◆ STATED PROBLEM: Identify every line in the listing below that contains the word "instance", and copy each of those lines in full.

◆ RECORDS PROVIDED:
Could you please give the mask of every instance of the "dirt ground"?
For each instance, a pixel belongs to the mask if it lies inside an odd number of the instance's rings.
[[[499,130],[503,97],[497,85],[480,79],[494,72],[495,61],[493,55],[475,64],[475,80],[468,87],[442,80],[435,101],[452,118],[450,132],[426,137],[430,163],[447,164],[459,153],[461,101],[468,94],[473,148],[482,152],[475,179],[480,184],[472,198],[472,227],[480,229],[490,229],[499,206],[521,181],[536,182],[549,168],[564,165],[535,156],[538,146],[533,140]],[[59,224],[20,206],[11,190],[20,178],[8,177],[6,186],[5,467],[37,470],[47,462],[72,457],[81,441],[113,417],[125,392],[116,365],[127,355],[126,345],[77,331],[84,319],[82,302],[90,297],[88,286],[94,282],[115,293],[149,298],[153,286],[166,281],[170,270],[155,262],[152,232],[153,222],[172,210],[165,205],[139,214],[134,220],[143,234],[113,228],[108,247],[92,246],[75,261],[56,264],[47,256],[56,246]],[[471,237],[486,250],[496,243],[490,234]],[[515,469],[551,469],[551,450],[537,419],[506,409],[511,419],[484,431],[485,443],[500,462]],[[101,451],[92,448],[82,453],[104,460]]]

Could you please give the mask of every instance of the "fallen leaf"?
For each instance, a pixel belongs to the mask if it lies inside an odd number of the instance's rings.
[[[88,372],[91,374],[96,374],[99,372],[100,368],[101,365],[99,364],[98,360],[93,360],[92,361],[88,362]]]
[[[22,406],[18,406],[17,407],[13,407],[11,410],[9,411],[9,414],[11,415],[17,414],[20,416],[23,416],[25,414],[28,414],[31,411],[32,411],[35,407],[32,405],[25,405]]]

◆ TASK RESULT:
Could you please give the mask of every instance of the "dirt ground"?
For each instance, a pixel belongs to the mask if it lies inside an odd number of the instance's rings.
Could you please give the mask of every instance of the "fallen leaf"?
For each instance, a pixel belongs to the mask if it lies inside an odd number of the instance's rings.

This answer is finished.